■ Given problem ■
Copy the lines from the one with "the station building" up to and including the one with "column 281, row 274", replacing "railway sleeper" with "railroad tie" and changing nothing else.

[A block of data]
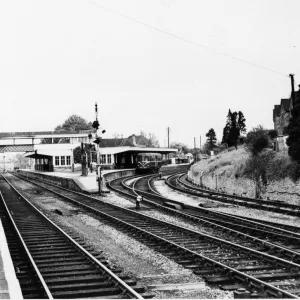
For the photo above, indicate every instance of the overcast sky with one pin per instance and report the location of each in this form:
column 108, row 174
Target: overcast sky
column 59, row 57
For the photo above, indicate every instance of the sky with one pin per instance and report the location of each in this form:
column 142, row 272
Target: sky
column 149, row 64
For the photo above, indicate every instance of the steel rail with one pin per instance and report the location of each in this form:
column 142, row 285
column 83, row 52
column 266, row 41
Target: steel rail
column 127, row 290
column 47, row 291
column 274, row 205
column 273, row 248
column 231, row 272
==
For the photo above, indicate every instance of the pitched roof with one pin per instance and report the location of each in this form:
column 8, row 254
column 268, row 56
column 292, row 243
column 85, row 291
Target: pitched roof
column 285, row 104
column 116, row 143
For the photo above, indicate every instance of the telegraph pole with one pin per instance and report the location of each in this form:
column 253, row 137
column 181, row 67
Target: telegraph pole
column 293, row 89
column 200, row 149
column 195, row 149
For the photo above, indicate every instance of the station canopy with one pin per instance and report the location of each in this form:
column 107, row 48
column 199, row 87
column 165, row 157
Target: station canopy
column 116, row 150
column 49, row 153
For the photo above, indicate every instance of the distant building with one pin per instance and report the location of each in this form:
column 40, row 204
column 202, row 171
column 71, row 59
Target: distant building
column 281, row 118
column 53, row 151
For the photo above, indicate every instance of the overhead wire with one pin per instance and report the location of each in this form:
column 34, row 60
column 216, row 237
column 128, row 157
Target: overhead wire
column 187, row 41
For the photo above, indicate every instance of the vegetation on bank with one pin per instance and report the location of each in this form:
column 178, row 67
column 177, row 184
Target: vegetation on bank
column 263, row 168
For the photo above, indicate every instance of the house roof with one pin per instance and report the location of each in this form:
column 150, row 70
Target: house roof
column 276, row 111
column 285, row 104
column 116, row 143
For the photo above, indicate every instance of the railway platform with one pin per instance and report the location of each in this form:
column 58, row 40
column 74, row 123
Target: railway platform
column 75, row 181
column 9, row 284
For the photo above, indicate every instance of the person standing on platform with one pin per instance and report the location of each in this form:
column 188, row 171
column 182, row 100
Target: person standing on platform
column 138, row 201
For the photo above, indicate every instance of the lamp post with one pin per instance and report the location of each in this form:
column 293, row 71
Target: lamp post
---
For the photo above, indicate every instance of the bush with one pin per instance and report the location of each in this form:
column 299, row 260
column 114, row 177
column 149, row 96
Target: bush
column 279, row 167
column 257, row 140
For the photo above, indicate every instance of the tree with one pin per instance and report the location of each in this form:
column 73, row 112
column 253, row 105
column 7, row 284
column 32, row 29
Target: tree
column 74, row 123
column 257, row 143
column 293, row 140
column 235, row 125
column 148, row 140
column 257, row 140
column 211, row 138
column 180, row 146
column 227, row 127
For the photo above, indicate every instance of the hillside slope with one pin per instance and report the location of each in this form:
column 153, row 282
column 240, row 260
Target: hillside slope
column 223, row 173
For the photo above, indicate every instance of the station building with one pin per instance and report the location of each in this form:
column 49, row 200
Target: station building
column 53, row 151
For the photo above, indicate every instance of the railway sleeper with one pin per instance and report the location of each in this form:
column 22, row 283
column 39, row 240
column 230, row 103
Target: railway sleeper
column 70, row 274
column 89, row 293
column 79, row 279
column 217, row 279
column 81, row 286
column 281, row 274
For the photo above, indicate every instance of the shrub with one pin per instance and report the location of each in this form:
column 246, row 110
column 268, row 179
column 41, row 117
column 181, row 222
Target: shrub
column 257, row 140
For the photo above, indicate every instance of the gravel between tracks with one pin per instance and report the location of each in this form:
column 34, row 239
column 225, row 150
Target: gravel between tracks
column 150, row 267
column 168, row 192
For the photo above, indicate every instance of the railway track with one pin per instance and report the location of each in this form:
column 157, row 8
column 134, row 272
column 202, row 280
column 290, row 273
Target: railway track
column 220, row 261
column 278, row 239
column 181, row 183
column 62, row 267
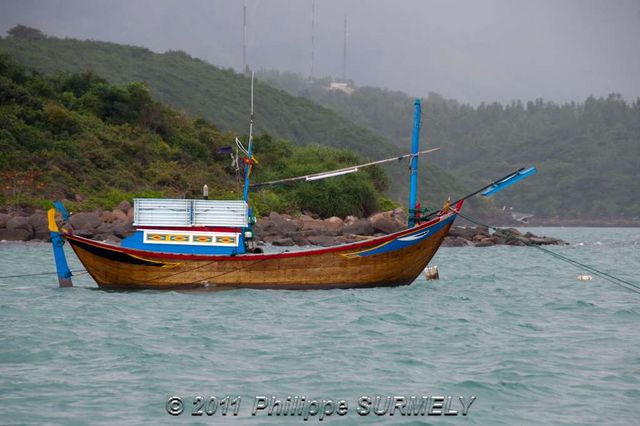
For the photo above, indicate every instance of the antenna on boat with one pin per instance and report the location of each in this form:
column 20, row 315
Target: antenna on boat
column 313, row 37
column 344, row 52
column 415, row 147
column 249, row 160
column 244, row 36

■ Answer to this task ■
For the photo above, indicate every instance of the station building with one pin per instance and report the location of each in this form:
column 49, row 200
Target: station building
column 53, row 151
For the photo above, indicate every instance of the railroad tie with one pin per instance and report the location of each in this form:
column 22, row 283
column 39, row 240
column 230, row 103
Target: railroad tie
column 70, row 274
column 89, row 293
column 79, row 279
column 217, row 279
column 81, row 286
column 281, row 274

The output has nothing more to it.